Passage provided:
<<<<
Some Answers Require A Face, Not a Feed

A quick search engine result can tell your child when Abraham Lincoln was born or what a quadratic equation is. But it cannot replace you when your child asks a question about identity, faith, belonging, or what it means to live well.

In the Celebrate Kids Podcast, I told the story of a student who had her paper discounted in college because her source was her grandfather. Her professor said, “Family stories aren’t valid sources.” But her grandfather was a primary source—someone who lived through what she was writing about. There’s richness in that. There’s history. There’s heart.

Our kids need to know that truth doesn’t only come from screens—it comes from stories, mentors, relationships, and people who’ve earned our trust.

Asking Better Questions Builds Better Thinkers

To help our kids value sources, teach them to:

  • Ask: Who wrote this?

  • Wonder: Why did they write it?

  • Consider: What’s missing from this story?

  • Discuss: Does this match what we know from God’s Word, history, or trusted mentors?

This isn’t about becoming skeptics. It’s about becoming wise. Wisdom leaps when we slow down, dig deeper, and invite others in.

Don’t Just Google—Gather

Do you want to raise kids who know how to think, not just what to think? Help them gather perspectives.

Maybe that means listening to a podcast together and asking what the speaker believes. Maybe it means reading opposing views on a topic and talking through both. Maybe it’s inviting a grandparent to share how they experienced a moment in history. These practices deepen understanding and grow discernment.

Even disagreements can teach. One mom I know watches the news with her middle schooler—then they turn it off and say, “What do you think? What do you think God says about this?” What a powerful practice.

Let’s Talk About Bias (Because It’s Everywhere)

Here’s the truth: Everyone has a bias. We all bring our beliefs, backgrounds, and experiences into what we write, say, or share. That’s not a bad thing—but it means we need to be aware of it.

Talk to your kids about the “why” behind someone’s perspective. A book written by a historian during wartime? That’s going to sound different than one written in peace. A blog written by a teenager? That’ll read differently than one by a grandma. Bias doesn’t cancel out truth—but it helps us understand the lens the truth came through.

Even in friendships, our kids can begin asking, “Is this person helping me see clearly—or clouding how I see myself?”
>>>>
Dataset excerpts:
<<<<
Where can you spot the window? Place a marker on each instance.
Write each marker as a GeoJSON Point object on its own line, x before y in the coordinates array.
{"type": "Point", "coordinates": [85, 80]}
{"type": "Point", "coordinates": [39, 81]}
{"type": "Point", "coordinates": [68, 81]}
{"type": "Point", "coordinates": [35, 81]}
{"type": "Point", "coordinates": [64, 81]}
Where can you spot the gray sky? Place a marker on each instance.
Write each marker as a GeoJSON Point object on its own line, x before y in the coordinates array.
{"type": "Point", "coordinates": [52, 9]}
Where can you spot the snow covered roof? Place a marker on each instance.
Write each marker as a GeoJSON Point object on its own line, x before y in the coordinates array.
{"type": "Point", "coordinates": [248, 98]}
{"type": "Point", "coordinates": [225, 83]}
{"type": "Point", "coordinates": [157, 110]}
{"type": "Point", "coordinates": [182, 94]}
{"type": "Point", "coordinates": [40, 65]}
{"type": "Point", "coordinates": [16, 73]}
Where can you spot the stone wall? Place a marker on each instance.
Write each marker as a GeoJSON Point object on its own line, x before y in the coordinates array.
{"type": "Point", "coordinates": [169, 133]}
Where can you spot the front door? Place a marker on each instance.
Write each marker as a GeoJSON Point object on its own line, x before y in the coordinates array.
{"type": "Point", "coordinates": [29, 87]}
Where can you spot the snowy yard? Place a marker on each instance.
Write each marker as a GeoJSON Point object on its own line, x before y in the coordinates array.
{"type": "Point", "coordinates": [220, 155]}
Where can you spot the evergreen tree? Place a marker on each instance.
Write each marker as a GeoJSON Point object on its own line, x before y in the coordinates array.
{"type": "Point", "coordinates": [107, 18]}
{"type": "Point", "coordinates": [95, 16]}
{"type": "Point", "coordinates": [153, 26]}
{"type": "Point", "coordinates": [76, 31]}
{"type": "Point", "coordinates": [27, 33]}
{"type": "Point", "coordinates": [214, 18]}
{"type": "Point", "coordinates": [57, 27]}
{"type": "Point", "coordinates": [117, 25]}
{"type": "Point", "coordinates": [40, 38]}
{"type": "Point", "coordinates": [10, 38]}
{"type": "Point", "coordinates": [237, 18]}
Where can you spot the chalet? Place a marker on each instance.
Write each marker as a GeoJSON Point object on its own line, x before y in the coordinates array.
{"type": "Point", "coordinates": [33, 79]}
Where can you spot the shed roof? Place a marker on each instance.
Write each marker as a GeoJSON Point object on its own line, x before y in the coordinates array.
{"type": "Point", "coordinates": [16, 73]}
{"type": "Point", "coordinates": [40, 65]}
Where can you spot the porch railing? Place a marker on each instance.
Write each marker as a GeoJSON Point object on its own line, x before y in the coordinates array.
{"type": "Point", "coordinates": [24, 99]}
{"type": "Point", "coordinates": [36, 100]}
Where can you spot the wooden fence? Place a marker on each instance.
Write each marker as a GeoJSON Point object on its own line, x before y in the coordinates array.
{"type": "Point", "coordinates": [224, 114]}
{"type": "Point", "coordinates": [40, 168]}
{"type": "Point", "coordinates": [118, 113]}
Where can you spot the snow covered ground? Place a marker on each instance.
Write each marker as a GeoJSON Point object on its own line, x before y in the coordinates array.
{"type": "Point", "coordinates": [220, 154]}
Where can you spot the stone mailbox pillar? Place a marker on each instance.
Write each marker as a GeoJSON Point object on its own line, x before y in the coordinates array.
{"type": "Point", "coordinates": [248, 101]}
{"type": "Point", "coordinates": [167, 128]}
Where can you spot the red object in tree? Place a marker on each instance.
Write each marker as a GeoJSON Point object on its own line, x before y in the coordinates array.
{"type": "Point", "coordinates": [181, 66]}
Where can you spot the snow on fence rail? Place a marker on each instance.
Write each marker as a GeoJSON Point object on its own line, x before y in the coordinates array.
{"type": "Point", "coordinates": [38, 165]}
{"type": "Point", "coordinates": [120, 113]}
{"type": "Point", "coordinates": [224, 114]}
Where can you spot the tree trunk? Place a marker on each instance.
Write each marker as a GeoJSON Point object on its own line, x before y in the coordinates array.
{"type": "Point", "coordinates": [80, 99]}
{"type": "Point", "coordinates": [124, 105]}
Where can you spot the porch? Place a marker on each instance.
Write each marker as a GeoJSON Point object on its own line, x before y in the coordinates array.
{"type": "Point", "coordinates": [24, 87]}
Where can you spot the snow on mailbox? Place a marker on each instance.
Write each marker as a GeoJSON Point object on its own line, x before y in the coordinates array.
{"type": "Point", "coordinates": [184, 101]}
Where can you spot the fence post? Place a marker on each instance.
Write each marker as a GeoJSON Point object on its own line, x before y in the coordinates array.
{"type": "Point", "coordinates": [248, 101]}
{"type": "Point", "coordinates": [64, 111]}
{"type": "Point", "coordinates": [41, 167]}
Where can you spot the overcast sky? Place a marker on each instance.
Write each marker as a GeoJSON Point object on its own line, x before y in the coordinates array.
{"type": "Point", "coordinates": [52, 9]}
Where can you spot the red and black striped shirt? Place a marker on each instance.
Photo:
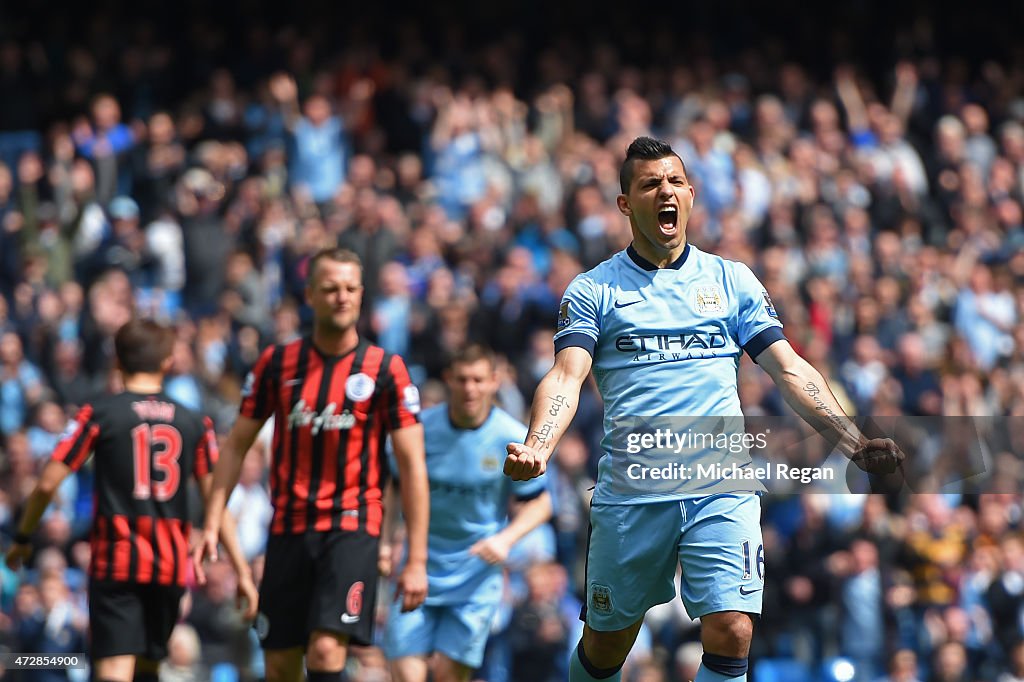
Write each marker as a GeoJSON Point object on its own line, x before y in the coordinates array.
{"type": "Point", "coordinates": [144, 446]}
{"type": "Point", "coordinates": [332, 416]}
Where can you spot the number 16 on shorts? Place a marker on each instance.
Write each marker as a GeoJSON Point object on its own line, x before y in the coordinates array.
{"type": "Point", "coordinates": [759, 561]}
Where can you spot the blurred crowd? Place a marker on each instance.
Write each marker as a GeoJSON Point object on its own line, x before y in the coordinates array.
{"type": "Point", "coordinates": [190, 174]}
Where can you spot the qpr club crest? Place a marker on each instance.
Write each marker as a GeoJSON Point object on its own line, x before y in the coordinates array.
{"type": "Point", "coordinates": [709, 299]}
{"type": "Point", "coordinates": [358, 387]}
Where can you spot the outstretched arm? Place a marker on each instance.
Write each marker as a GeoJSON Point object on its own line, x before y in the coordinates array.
{"type": "Point", "coordinates": [229, 539]}
{"type": "Point", "coordinates": [225, 477]}
{"type": "Point", "coordinates": [554, 407]}
{"type": "Point", "coordinates": [806, 391]}
{"type": "Point", "coordinates": [409, 453]}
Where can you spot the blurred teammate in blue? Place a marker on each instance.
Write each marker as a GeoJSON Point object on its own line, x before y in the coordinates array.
{"type": "Point", "coordinates": [663, 325]}
{"type": "Point", "coordinates": [470, 534]}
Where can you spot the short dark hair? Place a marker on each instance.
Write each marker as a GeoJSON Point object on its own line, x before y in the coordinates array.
{"type": "Point", "coordinates": [142, 345]}
{"type": "Point", "coordinates": [331, 253]}
{"type": "Point", "coordinates": [474, 352]}
{"type": "Point", "coordinates": [643, 148]}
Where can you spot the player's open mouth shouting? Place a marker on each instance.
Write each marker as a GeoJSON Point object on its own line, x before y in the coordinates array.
{"type": "Point", "coordinates": [668, 219]}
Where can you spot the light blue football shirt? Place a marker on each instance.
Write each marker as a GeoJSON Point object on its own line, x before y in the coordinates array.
{"type": "Point", "coordinates": [469, 498]}
{"type": "Point", "coordinates": [666, 343]}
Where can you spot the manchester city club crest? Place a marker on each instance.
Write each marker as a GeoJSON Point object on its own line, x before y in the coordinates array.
{"type": "Point", "coordinates": [563, 314]}
{"type": "Point", "coordinates": [709, 299]}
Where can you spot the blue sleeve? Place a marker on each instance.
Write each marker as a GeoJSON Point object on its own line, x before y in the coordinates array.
{"type": "Point", "coordinates": [579, 315]}
{"type": "Point", "coordinates": [757, 322]}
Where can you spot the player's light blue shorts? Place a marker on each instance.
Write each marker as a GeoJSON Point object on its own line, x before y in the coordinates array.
{"type": "Point", "coordinates": [459, 631]}
{"type": "Point", "coordinates": [634, 550]}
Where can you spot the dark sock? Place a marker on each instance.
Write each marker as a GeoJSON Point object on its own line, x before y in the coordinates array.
{"type": "Point", "coordinates": [323, 676]}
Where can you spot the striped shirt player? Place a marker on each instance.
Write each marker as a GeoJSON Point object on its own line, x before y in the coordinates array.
{"type": "Point", "coordinates": [335, 398]}
{"type": "Point", "coordinates": [145, 448]}
{"type": "Point", "coordinates": [332, 416]}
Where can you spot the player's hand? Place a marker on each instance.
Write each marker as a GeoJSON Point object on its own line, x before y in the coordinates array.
{"type": "Point", "coordinates": [879, 456]}
{"type": "Point", "coordinates": [206, 549]}
{"type": "Point", "coordinates": [523, 462]}
{"type": "Point", "coordinates": [247, 597]}
{"type": "Point", "coordinates": [494, 550]}
{"type": "Point", "coordinates": [412, 587]}
{"type": "Point", "coordinates": [16, 555]}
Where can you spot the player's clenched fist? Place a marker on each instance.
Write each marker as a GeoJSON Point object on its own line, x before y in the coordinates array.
{"type": "Point", "coordinates": [879, 456]}
{"type": "Point", "coordinates": [523, 462]}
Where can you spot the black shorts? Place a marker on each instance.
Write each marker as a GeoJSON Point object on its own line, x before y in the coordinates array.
{"type": "Point", "coordinates": [317, 581]}
{"type": "Point", "coordinates": [130, 619]}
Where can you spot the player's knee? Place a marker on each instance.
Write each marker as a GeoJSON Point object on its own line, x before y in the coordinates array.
{"type": "Point", "coordinates": [727, 634]}
{"type": "Point", "coordinates": [730, 667]}
{"type": "Point", "coordinates": [606, 650]}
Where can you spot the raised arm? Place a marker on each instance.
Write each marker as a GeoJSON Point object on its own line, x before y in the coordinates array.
{"type": "Point", "coordinates": [49, 480]}
{"type": "Point", "coordinates": [412, 460]}
{"type": "Point", "coordinates": [554, 407]}
{"type": "Point", "coordinates": [806, 391]}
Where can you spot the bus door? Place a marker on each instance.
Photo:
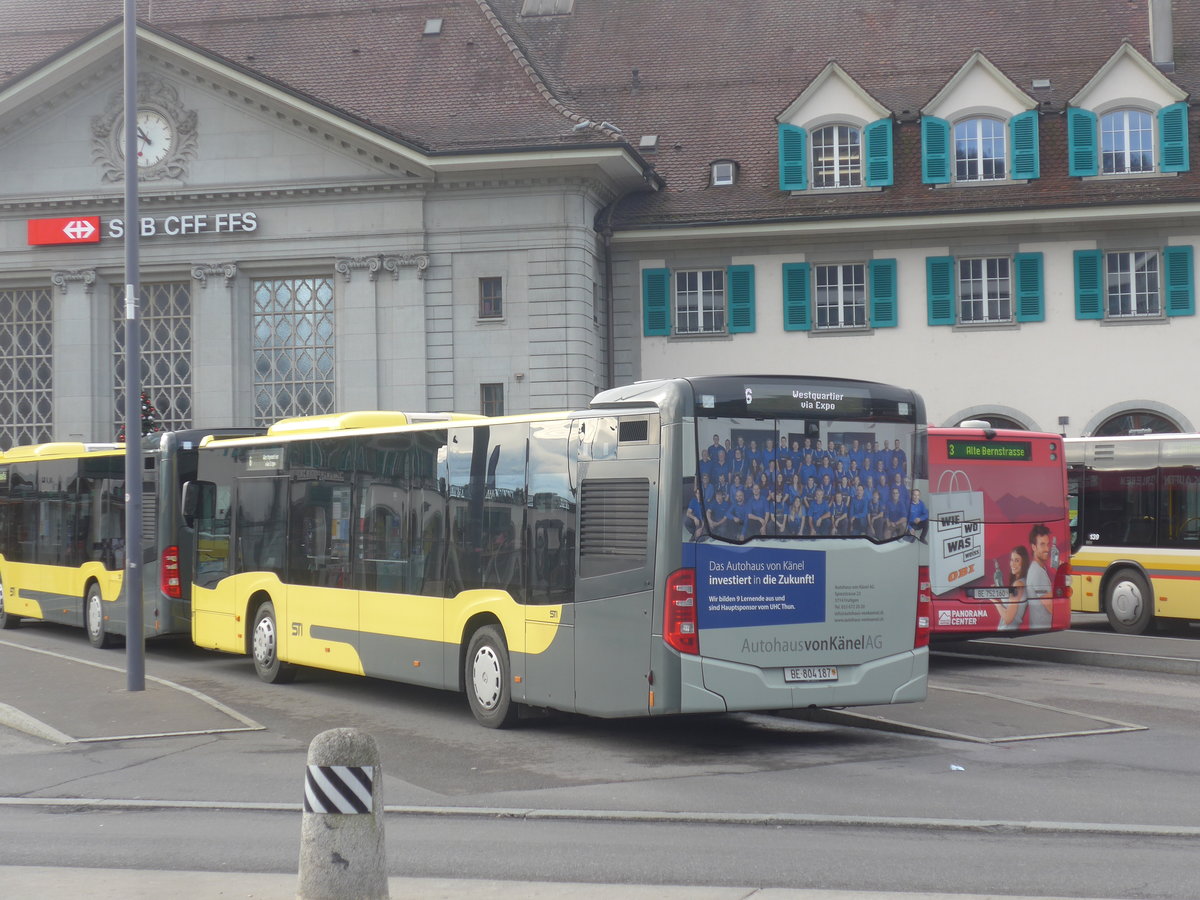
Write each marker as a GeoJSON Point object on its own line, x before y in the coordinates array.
{"type": "Point", "coordinates": [615, 589]}
{"type": "Point", "coordinates": [550, 547]}
{"type": "Point", "coordinates": [321, 623]}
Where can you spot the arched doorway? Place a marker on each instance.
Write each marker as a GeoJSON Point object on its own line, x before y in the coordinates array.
{"type": "Point", "coordinates": [1139, 421]}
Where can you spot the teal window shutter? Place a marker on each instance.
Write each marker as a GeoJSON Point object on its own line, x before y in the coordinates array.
{"type": "Point", "coordinates": [1081, 139]}
{"type": "Point", "coordinates": [796, 297]}
{"type": "Point", "coordinates": [1030, 291]}
{"type": "Point", "coordinates": [655, 301]}
{"type": "Point", "coordinates": [1180, 282]}
{"type": "Point", "coordinates": [940, 289]}
{"type": "Point", "coordinates": [883, 293]}
{"type": "Point", "coordinates": [877, 137]}
{"type": "Point", "coordinates": [1023, 139]}
{"type": "Point", "coordinates": [739, 280]}
{"type": "Point", "coordinates": [792, 159]}
{"type": "Point", "coordinates": [1173, 137]}
{"type": "Point", "coordinates": [935, 150]}
{"type": "Point", "coordinates": [1089, 285]}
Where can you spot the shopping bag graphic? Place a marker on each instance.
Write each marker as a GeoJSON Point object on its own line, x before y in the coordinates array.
{"type": "Point", "coordinates": [955, 533]}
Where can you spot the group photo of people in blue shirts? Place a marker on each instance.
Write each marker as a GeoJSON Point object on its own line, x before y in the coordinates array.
{"type": "Point", "coordinates": [754, 481]}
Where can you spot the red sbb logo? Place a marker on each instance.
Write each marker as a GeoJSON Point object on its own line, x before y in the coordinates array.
{"type": "Point", "coordinates": [47, 232]}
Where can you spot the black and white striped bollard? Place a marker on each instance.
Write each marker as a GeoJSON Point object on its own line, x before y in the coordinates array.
{"type": "Point", "coordinates": [342, 849]}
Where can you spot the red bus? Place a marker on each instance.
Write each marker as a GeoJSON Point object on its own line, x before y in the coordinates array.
{"type": "Point", "coordinates": [996, 526]}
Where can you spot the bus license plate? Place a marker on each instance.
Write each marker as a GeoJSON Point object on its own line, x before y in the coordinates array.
{"type": "Point", "coordinates": [810, 673]}
{"type": "Point", "coordinates": [990, 593]}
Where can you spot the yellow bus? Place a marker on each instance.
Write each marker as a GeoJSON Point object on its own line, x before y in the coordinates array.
{"type": "Point", "coordinates": [556, 561]}
{"type": "Point", "coordinates": [1135, 528]}
{"type": "Point", "coordinates": [63, 534]}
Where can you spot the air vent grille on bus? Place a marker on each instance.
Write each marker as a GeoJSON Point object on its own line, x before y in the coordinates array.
{"type": "Point", "coordinates": [613, 521]}
{"type": "Point", "coordinates": [634, 430]}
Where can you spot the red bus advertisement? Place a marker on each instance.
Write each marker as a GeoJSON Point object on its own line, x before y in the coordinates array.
{"type": "Point", "coordinates": [997, 533]}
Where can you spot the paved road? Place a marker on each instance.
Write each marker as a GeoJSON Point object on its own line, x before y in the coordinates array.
{"type": "Point", "coordinates": [72, 701]}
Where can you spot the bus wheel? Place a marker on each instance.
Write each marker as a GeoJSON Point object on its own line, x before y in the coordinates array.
{"type": "Point", "coordinates": [265, 647]}
{"type": "Point", "coordinates": [1129, 605]}
{"type": "Point", "coordinates": [6, 621]}
{"type": "Point", "coordinates": [489, 682]}
{"type": "Point", "coordinates": [94, 618]}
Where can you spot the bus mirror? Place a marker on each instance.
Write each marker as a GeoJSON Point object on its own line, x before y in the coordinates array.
{"type": "Point", "coordinates": [193, 499]}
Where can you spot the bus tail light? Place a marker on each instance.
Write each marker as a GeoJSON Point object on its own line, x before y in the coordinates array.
{"type": "Point", "coordinates": [679, 613]}
{"type": "Point", "coordinates": [168, 574]}
{"type": "Point", "coordinates": [924, 607]}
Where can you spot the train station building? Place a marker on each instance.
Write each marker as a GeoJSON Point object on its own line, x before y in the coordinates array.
{"type": "Point", "coordinates": [507, 205]}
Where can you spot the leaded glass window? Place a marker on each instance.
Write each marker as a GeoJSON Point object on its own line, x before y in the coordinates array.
{"type": "Point", "coordinates": [166, 315]}
{"type": "Point", "coordinates": [293, 348]}
{"type": "Point", "coordinates": [27, 367]}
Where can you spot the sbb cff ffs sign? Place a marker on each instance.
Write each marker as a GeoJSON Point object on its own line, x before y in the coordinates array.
{"type": "Point", "coordinates": [79, 229]}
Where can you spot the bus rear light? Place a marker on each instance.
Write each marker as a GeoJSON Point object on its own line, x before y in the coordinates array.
{"type": "Point", "coordinates": [168, 574]}
{"type": "Point", "coordinates": [924, 607]}
{"type": "Point", "coordinates": [679, 613]}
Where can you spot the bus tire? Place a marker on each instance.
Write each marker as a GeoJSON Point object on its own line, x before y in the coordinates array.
{"type": "Point", "coordinates": [94, 618]}
{"type": "Point", "coordinates": [1128, 603]}
{"type": "Point", "coordinates": [489, 678]}
{"type": "Point", "coordinates": [6, 621]}
{"type": "Point", "coordinates": [265, 647]}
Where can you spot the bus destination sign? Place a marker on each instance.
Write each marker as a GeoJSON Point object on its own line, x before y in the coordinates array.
{"type": "Point", "coordinates": [1006, 450]}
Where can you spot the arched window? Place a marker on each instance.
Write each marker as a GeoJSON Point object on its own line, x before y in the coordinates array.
{"type": "Point", "coordinates": [979, 150]}
{"type": "Point", "coordinates": [837, 156]}
{"type": "Point", "coordinates": [1137, 423]}
{"type": "Point", "coordinates": [1127, 142]}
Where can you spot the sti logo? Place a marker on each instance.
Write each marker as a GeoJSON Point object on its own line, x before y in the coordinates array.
{"type": "Point", "coordinates": [48, 232]}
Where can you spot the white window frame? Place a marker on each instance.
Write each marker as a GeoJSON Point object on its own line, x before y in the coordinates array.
{"type": "Point", "coordinates": [984, 288]}
{"type": "Point", "coordinates": [837, 156]}
{"type": "Point", "coordinates": [839, 293]}
{"type": "Point", "coordinates": [491, 399]}
{"type": "Point", "coordinates": [981, 150]}
{"type": "Point", "coordinates": [499, 300]}
{"type": "Point", "coordinates": [1129, 293]}
{"type": "Point", "coordinates": [1127, 148]}
{"type": "Point", "coordinates": [723, 173]}
{"type": "Point", "coordinates": [700, 301]}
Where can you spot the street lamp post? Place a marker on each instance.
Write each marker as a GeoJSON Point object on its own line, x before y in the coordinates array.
{"type": "Point", "coordinates": [135, 628]}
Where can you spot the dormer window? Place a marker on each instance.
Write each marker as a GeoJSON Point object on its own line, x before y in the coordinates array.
{"type": "Point", "coordinates": [723, 173]}
{"type": "Point", "coordinates": [837, 156]}
{"type": "Point", "coordinates": [1127, 142]}
{"type": "Point", "coordinates": [979, 150]}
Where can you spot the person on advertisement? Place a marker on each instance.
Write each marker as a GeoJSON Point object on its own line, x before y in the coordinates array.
{"type": "Point", "coordinates": [918, 516]}
{"type": "Point", "coordinates": [1039, 581]}
{"type": "Point", "coordinates": [1012, 612]}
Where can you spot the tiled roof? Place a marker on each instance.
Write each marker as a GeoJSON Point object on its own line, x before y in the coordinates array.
{"type": "Point", "coordinates": [708, 77]}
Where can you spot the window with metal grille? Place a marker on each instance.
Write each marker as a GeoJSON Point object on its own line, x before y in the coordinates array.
{"type": "Point", "coordinates": [166, 358]}
{"type": "Point", "coordinates": [27, 367]}
{"type": "Point", "coordinates": [293, 343]}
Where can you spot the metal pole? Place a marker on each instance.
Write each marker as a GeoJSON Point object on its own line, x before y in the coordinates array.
{"type": "Point", "coordinates": [135, 628]}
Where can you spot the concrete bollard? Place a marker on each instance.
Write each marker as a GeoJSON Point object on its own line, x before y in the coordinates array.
{"type": "Point", "coordinates": [342, 851]}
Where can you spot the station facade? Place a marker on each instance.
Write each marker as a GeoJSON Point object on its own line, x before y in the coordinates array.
{"type": "Point", "coordinates": [505, 205]}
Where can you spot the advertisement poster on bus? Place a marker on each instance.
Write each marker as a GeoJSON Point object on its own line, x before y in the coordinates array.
{"type": "Point", "coordinates": [999, 540]}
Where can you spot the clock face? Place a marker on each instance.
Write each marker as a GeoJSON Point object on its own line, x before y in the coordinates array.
{"type": "Point", "coordinates": [154, 137]}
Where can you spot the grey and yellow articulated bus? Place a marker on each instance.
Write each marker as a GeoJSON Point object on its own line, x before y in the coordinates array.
{"type": "Point", "coordinates": [63, 534]}
{"type": "Point", "coordinates": [654, 553]}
>>>>
List of tasks:
[A] Answer each question from the passage on helping kids value sources, one line per answer, marked as the questions are.
(i) According to the college professor, what kind of source is not valid?
(ii) What two questions does the mom ask her middle schooler after they turn off the news?
(iii) What does bias not cancel out?
[B] Carry on the passage on helping kids value sources, starting after its final sentence.
The entries have no connection to the passage on helping kids value sources.

Outputs for the tasks:
[A]
(i) Family stories.
(ii) "What do you think?" and "What do you think God says about this?"
(iii) Truth.

[B]
Let’s Celebrate the Journey

Learning to value sources and discern truth isn’t a one-time lesson. It’s a lifelong skill—and we can start building it now.

Try This Together:

  1. Compare Sources – Watch a short news clip, read a few headlines, or look up one event from two perspectives. What’s the same? What’s different?

  2. Talk It Out – Practice saying out loud, “That’s interesting. Let’s find out who wrote that.”

  3. Explore Together – Let your child ask a question, then help them find answers from three different kinds of sources: one digital, one relational (a person you know), and one biblical.

Engage the 8 Great Smarts

To make it stick, activate your child’s smarts:

  • Word Smart – Have them write or tell a summary of what they learned from different sources.

  • Logic Smart – Compare facts. Which are more consistent? Which leave questions?

  • Picture Smart – Draw a “source ladder” ranking info from most to least trustworthy.

  • Music Smart – Create a fun rhyme or chant to remember source questions.

  • Body Smart – Role-play “source detectives” looking for clues in a news story.

  • Nature Smart – Talk about how scientists use observation and repeated testing to verify truth.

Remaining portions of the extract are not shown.